(Records drawn from a dataset)
****

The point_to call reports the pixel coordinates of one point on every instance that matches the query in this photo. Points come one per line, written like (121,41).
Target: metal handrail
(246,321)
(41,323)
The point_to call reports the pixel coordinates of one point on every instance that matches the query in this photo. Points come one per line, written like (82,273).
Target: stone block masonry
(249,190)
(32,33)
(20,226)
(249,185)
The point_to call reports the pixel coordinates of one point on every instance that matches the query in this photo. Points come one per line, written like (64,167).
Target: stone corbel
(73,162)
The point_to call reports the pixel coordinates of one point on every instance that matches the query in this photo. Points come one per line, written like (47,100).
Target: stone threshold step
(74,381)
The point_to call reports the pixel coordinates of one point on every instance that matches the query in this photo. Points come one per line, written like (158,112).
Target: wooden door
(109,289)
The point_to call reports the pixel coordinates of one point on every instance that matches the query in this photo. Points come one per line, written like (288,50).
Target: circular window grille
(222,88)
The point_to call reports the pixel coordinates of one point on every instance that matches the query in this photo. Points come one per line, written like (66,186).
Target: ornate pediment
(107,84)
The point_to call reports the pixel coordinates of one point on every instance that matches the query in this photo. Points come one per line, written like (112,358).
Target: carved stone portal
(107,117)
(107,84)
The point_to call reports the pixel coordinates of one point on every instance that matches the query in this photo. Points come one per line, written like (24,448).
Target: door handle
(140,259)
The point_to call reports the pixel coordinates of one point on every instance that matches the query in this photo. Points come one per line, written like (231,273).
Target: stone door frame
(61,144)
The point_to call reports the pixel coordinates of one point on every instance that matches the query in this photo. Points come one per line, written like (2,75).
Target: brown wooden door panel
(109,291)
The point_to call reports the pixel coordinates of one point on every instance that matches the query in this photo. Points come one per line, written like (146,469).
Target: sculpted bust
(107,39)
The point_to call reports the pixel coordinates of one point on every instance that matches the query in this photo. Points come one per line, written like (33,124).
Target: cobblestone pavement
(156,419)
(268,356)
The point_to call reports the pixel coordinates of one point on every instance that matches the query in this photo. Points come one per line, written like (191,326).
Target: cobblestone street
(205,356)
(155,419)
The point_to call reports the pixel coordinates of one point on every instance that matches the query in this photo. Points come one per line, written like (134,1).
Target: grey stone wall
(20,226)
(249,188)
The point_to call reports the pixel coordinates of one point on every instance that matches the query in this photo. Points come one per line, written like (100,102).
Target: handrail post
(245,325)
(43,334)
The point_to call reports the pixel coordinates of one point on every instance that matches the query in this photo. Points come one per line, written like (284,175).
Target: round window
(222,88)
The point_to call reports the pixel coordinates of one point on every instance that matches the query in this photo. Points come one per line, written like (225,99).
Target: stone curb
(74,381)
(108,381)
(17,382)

****

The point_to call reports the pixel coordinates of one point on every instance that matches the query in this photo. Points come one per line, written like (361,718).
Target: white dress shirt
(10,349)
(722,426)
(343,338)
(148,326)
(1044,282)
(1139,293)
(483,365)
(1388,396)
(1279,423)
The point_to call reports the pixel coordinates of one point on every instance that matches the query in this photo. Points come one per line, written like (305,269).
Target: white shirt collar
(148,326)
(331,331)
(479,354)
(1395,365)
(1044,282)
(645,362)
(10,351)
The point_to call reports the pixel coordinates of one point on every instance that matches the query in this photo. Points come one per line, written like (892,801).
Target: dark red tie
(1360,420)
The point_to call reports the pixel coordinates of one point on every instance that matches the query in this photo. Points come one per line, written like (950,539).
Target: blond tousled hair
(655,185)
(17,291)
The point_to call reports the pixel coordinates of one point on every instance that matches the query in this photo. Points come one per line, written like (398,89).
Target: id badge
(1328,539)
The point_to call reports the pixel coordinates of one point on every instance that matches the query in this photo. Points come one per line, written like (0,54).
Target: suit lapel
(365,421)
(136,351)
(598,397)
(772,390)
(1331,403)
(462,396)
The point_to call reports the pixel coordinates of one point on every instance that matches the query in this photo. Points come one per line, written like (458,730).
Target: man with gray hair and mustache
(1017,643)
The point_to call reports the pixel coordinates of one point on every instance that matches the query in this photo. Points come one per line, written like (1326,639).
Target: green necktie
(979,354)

****

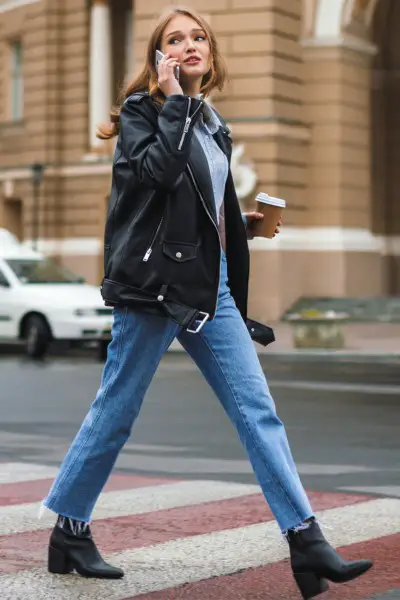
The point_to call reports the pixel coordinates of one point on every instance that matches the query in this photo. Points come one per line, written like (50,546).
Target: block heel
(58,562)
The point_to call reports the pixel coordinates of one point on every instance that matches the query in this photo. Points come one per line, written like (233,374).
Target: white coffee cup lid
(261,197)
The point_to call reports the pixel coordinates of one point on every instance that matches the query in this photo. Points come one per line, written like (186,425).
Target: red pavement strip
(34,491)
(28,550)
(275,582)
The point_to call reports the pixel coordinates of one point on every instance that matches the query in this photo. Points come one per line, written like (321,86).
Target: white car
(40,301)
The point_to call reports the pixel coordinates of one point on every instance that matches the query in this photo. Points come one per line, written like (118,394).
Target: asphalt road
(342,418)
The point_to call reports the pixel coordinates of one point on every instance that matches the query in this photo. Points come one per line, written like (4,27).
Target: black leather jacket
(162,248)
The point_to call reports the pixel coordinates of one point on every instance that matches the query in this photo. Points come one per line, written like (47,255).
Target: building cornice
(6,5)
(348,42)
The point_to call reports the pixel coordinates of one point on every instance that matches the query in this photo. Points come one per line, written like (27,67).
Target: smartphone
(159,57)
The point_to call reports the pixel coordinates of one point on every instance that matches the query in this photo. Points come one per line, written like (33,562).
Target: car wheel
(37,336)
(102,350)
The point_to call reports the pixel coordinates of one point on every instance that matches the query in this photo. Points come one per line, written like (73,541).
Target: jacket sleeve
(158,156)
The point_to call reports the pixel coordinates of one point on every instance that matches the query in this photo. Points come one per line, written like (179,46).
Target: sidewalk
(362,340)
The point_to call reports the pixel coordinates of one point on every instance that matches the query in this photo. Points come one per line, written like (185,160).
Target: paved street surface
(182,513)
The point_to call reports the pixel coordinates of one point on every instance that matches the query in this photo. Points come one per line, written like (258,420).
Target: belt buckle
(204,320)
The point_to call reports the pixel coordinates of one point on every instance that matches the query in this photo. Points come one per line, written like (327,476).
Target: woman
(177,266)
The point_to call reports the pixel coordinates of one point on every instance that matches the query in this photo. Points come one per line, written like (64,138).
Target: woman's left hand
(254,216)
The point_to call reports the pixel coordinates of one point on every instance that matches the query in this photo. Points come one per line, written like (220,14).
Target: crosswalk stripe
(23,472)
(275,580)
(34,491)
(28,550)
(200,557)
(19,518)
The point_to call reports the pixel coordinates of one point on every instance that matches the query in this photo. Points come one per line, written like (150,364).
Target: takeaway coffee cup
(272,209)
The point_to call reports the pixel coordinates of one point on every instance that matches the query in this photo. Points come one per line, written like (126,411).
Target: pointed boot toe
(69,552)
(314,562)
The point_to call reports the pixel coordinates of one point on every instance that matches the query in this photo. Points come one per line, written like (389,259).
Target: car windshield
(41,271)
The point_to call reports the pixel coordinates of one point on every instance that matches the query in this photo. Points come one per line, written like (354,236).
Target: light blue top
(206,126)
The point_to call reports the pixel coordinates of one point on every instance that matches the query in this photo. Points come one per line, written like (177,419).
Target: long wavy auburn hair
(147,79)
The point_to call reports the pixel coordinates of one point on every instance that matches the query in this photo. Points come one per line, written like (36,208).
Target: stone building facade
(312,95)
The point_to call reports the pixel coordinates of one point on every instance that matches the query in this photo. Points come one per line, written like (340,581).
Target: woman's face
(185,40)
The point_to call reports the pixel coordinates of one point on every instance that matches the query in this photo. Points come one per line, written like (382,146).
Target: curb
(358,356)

****

**TASK PROMPT:** An exact copy of the lines above between the line holding "Target: building cornice" and the line holding "written like (33,562).", inclusive, is the whole answer.

**YOUR RESPONSE:**
Target: building cornice
(6,5)
(348,42)
The point_to call reports the pixel coordinates of one point on every instance that matches the query in this photo. Points come one per line, written like (27,67).
Target: smartphone
(159,57)
The point_to call reports the pixel coordinates of one point on every instance that matches the query in this photo. Points come one per line, written like (33,562).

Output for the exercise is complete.